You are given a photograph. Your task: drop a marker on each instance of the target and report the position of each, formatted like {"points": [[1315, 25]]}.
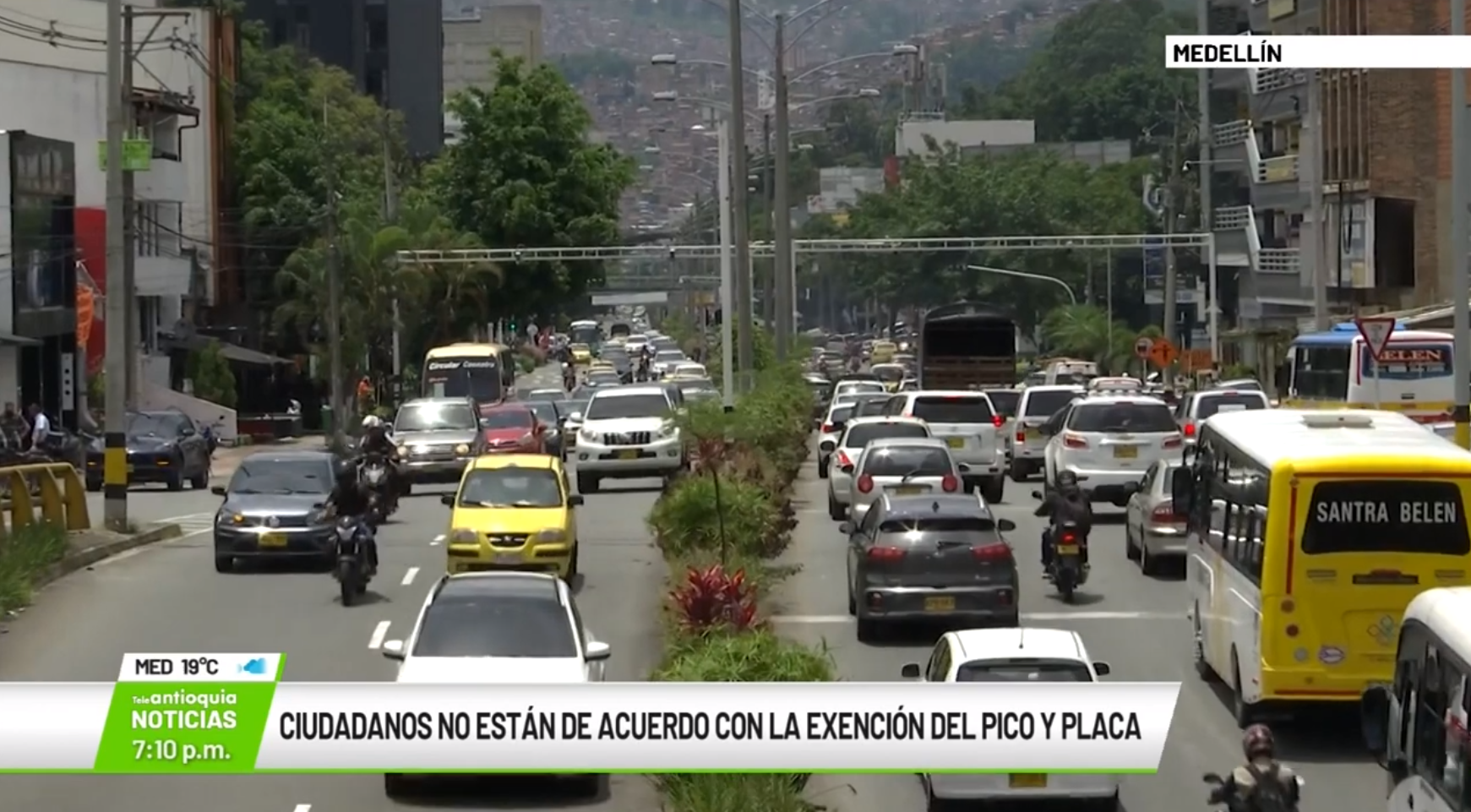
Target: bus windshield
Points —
{"points": [[477, 379]]}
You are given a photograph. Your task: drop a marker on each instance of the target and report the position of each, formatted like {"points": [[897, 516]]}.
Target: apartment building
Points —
{"points": [[1383, 168], [391, 47]]}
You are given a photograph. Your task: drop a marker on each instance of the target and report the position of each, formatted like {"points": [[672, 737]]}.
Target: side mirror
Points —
{"points": [[1374, 720]]}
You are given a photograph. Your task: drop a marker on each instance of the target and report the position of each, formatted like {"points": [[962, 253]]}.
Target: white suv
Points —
{"points": [[499, 629], [1016, 657], [627, 433], [1109, 442]]}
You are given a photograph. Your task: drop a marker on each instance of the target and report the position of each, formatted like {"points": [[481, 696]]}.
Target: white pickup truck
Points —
{"points": [[967, 421]]}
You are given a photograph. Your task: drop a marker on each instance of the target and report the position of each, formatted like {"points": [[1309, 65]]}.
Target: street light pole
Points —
{"points": [[782, 208], [738, 214]]}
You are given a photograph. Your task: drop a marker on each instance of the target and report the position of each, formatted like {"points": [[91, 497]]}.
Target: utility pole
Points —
{"points": [[1171, 215], [1461, 234], [115, 444], [782, 208], [130, 218], [740, 214]]}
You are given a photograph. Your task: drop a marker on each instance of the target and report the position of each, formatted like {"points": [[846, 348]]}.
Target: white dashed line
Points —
{"points": [[379, 633], [835, 619]]}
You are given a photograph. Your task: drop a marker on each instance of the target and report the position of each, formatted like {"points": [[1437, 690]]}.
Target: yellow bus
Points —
{"points": [[484, 373], [1308, 534]]}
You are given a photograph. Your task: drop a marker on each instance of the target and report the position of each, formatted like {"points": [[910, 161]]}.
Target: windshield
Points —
{"points": [[512, 488], [158, 426], [434, 417], [508, 418], [1135, 418], [913, 460], [283, 477], [494, 625], [859, 436], [954, 408], [1046, 403], [477, 379], [627, 406], [1208, 405], [1005, 402], [1024, 669]]}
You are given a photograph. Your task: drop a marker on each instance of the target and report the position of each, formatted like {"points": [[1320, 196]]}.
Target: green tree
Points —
{"points": [[526, 174], [210, 375]]}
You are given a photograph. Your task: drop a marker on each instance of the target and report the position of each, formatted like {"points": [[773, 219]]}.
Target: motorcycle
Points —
{"points": [[351, 565], [1067, 571]]}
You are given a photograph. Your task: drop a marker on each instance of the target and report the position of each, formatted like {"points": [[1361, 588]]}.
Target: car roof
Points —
{"points": [[492, 462], [1024, 641], [942, 505]]}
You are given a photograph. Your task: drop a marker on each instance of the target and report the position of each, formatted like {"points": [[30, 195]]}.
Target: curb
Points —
{"points": [[89, 556]]}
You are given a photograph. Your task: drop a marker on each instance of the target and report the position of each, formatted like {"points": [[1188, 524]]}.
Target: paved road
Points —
{"points": [[1135, 623]]}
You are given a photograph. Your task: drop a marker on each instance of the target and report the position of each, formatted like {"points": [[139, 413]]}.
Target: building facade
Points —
{"points": [[177, 221], [391, 47], [1381, 165]]}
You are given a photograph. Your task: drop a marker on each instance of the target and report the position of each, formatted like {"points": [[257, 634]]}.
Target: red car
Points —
{"points": [[512, 430]]}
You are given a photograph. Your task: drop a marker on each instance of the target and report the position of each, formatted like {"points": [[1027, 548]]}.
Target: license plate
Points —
{"points": [[939, 605]]}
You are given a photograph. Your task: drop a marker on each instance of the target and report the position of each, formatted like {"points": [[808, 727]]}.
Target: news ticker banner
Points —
{"points": [[1318, 52], [232, 714]]}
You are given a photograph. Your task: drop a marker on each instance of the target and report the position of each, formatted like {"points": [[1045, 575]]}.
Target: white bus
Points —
{"points": [[1417, 727], [1334, 369]]}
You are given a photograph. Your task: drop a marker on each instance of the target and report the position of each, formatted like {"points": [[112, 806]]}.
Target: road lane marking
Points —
{"points": [[833, 619], [379, 633]]}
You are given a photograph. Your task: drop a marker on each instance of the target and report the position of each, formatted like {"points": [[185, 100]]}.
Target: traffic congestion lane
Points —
{"points": [[168, 599], [1137, 624]]}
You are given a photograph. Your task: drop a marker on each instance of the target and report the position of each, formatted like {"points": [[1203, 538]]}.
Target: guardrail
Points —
{"points": [[43, 492]]}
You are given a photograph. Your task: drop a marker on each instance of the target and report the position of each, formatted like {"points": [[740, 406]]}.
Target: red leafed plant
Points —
{"points": [[714, 597]]}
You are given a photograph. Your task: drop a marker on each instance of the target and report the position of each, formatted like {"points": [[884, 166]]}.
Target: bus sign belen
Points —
{"points": [[1376, 333]]}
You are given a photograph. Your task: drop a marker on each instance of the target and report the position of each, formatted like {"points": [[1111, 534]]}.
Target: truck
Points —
{"points": [[967, 346]]}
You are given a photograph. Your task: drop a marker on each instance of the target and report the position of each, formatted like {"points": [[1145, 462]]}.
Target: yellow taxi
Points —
{"points": [[512, 512]]}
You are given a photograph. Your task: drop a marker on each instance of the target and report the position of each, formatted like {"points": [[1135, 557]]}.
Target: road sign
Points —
{"points": [[1163, 353], [1376, 333]]}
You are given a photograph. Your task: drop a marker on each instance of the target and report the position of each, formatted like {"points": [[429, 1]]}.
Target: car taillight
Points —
{"points": [[992, 552]]}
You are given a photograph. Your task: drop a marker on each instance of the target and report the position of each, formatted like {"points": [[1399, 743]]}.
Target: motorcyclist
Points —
{"points": [[377, 440], [1261, 784], [349, 498], [1067, 502]]}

══════════════════════════════

## What you will do
Go through the entries above and print each one exactly, minus the pictures.

## Answer to the exercise
You are given a photograph. Your task: drop a marker on each instance of the target and report the position of each, formatted like {"points": [[1315, 25]]}.
Target: bus windshield
Points —
{"points": [[477, 379]]}
You are given a photograph. Your task: drop a marker on each instance of the target and report the position of each, formatted like {"points": [[897, 516]]}.
Target: apartment building
Points —
{"points": [[1383, 168], [391, 47]]}
You are given a photograph. Your task: drop a marker on each instance of the target and report the position of each, formatted like {"points": [[672, 737]]}.
Target: side mirror
Points —
{"points": [[1374, 720]]}
You are given a photograph. Your task: drop a marker on each instance of the target and report the position of each, formatted like {"points": [[962, 253]]}.
Target: white suv
Points —
{"points": [[499, 629], [1016, 657], [627, 433], [1109, 442]]}
You are given a photograph. Your task: drop a marker on each instance of the target and report the position of each, formatted like {"points": [[481, 696]]}.
Target: white pickup truck
Points —
{"points": [[967, 421]]}
You are given a photograph. Your task: drop a marker on each instance of the target and report the position of each, formatted like {"points": [[1309, 65]]}.
Target: street light pole
Points —
{"points": [[782, 208], [738, 214]]}
You are given a photograph. Your task: drop a marker on each instance of the target and report the position of each, formatted like {"points": [[91, 497]]}.
Target: utility pole
Points —
{"points": [[1171, 215], [1461, 234], [115, 444], [782, 208], [130, 218], [740, 214]]}
You are given a photograph. Your task: drop a marker on each instance of the target and report the position of each, formatted like {"points": [[846, 348]]}.
Target: white dashed line
Points —
{"points": [[379, 633], [835, 619]]}
You are given a photograph. Your task: drop a marker on each instance of the target and report the position of each, formatted like {"points": [[1437, 690]]}.
Target: yellow bus
Points —
{"points": [[484, 373], [1308, 534]]}
You are given a photograph. Your task: drop a marker on each instance of the target and report the position of each, formatted like {"points": [[910, 161]]}.
Target: windshield
Points —
{"points": [[512, 488], [158, 426], [434, 417], [508, 418], [1135, 418], [913, 460], [283, 477], [494, 625], [859, 436], [954, 408], [1046, 403], [477, 379], [627, 406], [1208, 405], [1005, 402], [1024, 669]]}
You are given a photograph. Your task: drop a marker on each instance of the target and report the position of each, formatted like {"points": [[1320, 196]]}.
Target: green tree
Points —
{"points": [[526, 174], [210, 375]]}
You are given a photograph. Your task: drop a marker on each instance of the target and report the position of each, formatted like {"points": [[773, 219]]}.
Target: motorcycle
Points —
{"points": [[351, 565], [1067, 571]]}
You are given a photograph. Your task: drop a marker on each instance of the target and report the position of each, formatted like {"points": [[1361, 588]]}.
Target: car roof
Points —
{"points": [[492, 462], [1024, 641], [942, 505]]}
You are given a photograph. Your task: drop a marker on each instance of the target and report the position of each, formatted like {"points": [[30, 195]]}.
Target: curb
Points —
{"points": [[89, 556]]}
You are given a photograph. Your task: drop a marker on each instance of the target and report the position of each, formatted like {"points": [[1188, 524]]}.
Target: paved road
Points —
{"points": [[1135, 623]]}
You are given a photograph. Your task: drop a marker on each instance of the target and report the position of each, formatted like {"points": [[139, 413]]}.
Target: building facade
Points —
{"points": [[177, 221], [391, 47], [1381, 165]]}
You are given a photograph. Your task: drop a marker on each instance of the target and report the position of each, formatted like {"points": [[257, 634]]}.
Target: red car
Points —
{"points": [[512, 430]]}
You are given a photograph. Your task: drop a marker on each instance of the target and report the position of each, formatted like {"points": [[1027, 548]]}.
Target: license plate
Points —
{"points": [[939, 605]]}
You are given a photograph. Your task: drop a marker on each instance of the target and report the position of each, formatted like {"points": [[808, 727]]}.
Target: news ticker banner
Points —
{"points": [[1318, 52], [232, 714]]}
You are given a photograph. Your task: drop a marker on each instance of the target and report the position of each, formatted like {"points": [[1045, 575]]}.
Target: white bus
Points —
{"points": [[1417, 727], [1334, 369]]}
You are given a photograph. Your task: drop a marker on each instance of the target and report the position of each, formatted like {"points": [[112, 806]]}.
Target: road lane marking
Points —
{"points": [[833, 619], [379, 633]]}
You are given a photograph. Your task: drop a marker on each instance of the target and report the position of each, formatted like {"points": [[185, 100]]}.
Target: traffic congestion lane
Points —
{"points": [[168, 599], [1137, 624]]}
You are given a photograph. Your task: drop a marker on each instance of the target and report the position of each, formatted like {"points": [[1203, 538]]}.
Target: guardrail
Points —
{"points": [[43, 492]]}
You are given a photograph. Your task: drop a marker on each instance of the target and report the position of each, formatted like {"points": [[740, 406]]}.
Target: red leafed plant
Points —
{"points": [[714, 597]]}
You are given a photograph. Your task: drop a marker on each instance of the target and report the position of each, formatted like {"points": [[884, 166]]}.
Target: bus sign belen
Points —
{"points": [[1376, 333]]}
You are given a photograph. Your task: drop a marker on each instance of the target and report the position of each, formatted like {"points": [[1111, 534]]}.
Target: truck
Points —
{"points": [[967, 346]]}
You are given a photograph. Your task: drop a marker on each instance of the target and report the position of each, formatted like {"points": [[1145, 462]]}.
Target: yellow taxi
Points —
{"points": [[512, 512]]}
You are given a photograph. Your task: drop a marker on each instance of the target and report the position of each, formatted like {"points": [[1135, 557]]}.
Target: road sign
Points —
{"points": [[1163, 353], [1376, 333]]}
You are given a photograph. Your task: drop a marker on each instance of the target and report the position of each, formatted like {"points": [[429, 1]]}.
Target: car taillight
Points —
{"points": [[992, 552]]}
You are given a photograph. Your task: drop a marker on each instance of the target and report the position of each, formatted like {"points": [[1399, 743]]}.
Target: motorcyclist
Points —
{"points": [[377, 440], [1261, 784], [349, 498], [1067, 502]]}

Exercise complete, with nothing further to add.